Collected data entries:
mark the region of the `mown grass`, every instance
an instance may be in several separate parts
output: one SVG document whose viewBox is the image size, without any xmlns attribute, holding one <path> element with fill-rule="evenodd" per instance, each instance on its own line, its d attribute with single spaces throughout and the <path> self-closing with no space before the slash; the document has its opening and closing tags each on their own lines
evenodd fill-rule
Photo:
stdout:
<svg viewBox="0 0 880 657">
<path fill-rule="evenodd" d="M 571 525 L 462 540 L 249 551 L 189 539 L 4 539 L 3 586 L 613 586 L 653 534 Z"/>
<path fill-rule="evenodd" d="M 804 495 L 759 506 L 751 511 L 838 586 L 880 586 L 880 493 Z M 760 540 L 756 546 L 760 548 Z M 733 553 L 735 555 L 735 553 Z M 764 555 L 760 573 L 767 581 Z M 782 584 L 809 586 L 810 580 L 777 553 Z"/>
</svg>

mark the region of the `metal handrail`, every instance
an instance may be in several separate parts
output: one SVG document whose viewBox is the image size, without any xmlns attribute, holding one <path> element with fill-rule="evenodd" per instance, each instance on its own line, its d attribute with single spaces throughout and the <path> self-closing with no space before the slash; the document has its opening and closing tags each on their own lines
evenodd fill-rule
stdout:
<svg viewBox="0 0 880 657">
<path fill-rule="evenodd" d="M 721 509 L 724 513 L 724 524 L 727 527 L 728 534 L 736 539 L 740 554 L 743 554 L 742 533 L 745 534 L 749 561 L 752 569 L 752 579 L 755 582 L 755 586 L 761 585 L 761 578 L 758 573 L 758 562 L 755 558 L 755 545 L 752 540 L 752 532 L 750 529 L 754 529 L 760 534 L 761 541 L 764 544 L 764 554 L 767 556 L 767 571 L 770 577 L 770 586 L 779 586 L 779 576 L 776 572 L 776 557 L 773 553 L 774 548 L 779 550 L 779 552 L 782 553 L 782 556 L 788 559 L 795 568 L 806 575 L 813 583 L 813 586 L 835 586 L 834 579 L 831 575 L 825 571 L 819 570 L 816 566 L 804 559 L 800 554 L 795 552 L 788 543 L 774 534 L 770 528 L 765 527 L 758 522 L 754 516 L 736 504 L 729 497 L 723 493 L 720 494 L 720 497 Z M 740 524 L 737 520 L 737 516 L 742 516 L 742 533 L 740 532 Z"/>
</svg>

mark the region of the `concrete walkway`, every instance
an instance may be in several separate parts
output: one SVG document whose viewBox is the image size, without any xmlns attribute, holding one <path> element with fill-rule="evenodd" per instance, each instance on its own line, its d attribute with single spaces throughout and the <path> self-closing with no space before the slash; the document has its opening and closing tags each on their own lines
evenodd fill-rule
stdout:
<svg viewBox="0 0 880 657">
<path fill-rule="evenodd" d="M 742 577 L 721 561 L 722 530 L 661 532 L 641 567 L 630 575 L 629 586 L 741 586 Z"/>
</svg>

Prompt: What is needed is a word-for-word copy of all the records above.

Solved problem:
mark the region of the `mown grass`, every instance
an instance may be in several separate parts
output: one SVG document whose viewBox is the image size, without any xmlns attribute, holding one <path> element with fill-rule="evenodd" per instance, each instance on its own line, its d attribute with single spaces throughout and the <path> self-closing with no space before the slash; the document has its opening and closing tags each on their own lines
evenodd fill-rule
Photo:
stdout:
<svg viewBox="0 0 880 657">
<path fill-rule="evenodd" d="M 571 525 L 462 540 L 249 551 L 189 539 L 4 539 L 3 586 L 613 586 L 653 534 Z"/>
<path fill-rule="evenodd" d="M 804 495 L 759 506 L 751 511 L 838 586 L 880 586 L 880 493 Z M 760 540 L 756 546 L 760 548 Z M 733 553 L 735 555 L 735 553 Z M 764 555 L 760 573 L 767 581 Z M 782 584 L 809 586 L 810 580 L 777 553 Z"/>
</svg>

mark the region of the `metal handrail`, every instance
an instance may be in several separate parts
output: one SVG document whose viewBox is the image size, without any xmlns attribute, holding one <path> element with fill-rule="evenodd" per instance, each instance on its own line, its d attribute with single spaces throughout and the <path> self-closing with no space before the slash; the document has its opening and closing tags each on their own lines
evenodd fill-rule
stdout:
<svg viewBox="0 0 880 657">
<path fill-rule="evenodd" d="M 721 509 L 724 513 L 724 524 L 727 527 L 728 534 L 736 539 L 740 554 L 743 554 L 742 533 L 745 534 L 749 561 L 752 569 L 752 579 L 755 582 L 755 586 L 761 585 L 761 578 L 758 573 L 758 562 L 755 558 L 755 545 L 752 540 L 752 532 L 750 529 L 754 529 L 760 534 L 761 541 L 764 544 L 764 554 L 767 556 L 767 571 L 770 577 L 770 586 L 779 586 L 779 576 L 776 572 L 776 557 L 773 553 L 774 548 L 779 550 L 779 552 L 782 553 L 782 556 L 788 559 L 795 568 L 806 575 L 813 583 L 813 586 L 835 586 L 834 579 L 831 575 L 825 571 L 819 570 L 816 566 L 804 559 L 800 554 L 795 552 L 788 543 L 774 534 L 770 528 L 765 527 L 758 522 L 754 516 L 736 504 L 729 497 L 723 493 L 720 494 L 720 497 Z M 740 524 L 737 520 L 737 516 L 742 516 L 742 533 L 740 532 Z"/>
</svg>

mark the region of the `concrete walkway`, every instance
an instance may be in several separate parts
output: one SVG document whose viewBox is the image size, without any xmlns attribute, holding one <path> element with fill-rule="evenodd" per instance, each instance on its own line, its d attribute with single spaces throughout and the <path> self-closing with no space before the slash; the document has its opening and closing tags each on their own lines
evenodd fill-rule
stdout:
<svg viewBox="0 0 880 657">
<path fill-rule="evenodd" d="M 742 577 L 721 561 L 722 530 L 661 532 L 641 567 L 630 575 L 629 586 L 741 586 Z"/>
</svg>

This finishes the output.